Goal. State how many lines in the items below contain the string "cloud", treating uppercase and lowercase as distinct. Give only the number.

== Recorded data ==

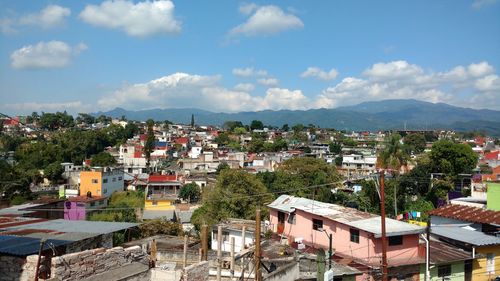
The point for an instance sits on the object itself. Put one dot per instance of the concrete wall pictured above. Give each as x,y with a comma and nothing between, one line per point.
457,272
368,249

===
== Recorded data ==

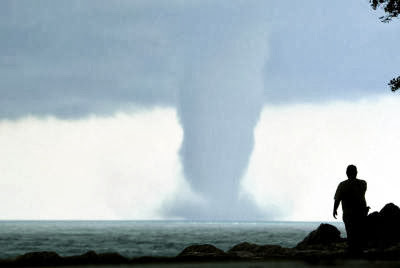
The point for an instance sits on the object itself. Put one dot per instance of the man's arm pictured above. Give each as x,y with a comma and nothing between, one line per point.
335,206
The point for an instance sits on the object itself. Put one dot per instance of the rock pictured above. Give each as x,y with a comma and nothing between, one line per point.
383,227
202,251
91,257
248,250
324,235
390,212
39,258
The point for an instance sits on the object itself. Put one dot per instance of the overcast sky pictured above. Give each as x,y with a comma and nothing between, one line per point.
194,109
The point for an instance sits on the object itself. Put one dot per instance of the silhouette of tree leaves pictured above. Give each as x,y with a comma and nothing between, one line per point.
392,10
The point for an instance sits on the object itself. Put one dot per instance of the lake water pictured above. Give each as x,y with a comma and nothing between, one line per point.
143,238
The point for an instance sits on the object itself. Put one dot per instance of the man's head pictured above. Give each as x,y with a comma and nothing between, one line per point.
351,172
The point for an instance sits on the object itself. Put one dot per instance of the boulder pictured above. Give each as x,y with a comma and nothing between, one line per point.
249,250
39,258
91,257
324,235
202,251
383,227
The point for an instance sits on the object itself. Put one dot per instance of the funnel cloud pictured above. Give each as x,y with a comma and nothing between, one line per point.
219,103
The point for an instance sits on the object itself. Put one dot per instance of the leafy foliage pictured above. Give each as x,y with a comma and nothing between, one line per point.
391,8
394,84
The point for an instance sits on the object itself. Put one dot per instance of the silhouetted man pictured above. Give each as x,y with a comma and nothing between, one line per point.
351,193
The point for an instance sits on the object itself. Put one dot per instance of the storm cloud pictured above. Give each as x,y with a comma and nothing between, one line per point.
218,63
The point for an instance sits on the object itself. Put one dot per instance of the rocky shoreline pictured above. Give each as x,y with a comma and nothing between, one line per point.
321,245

===

Solution for this problem. 2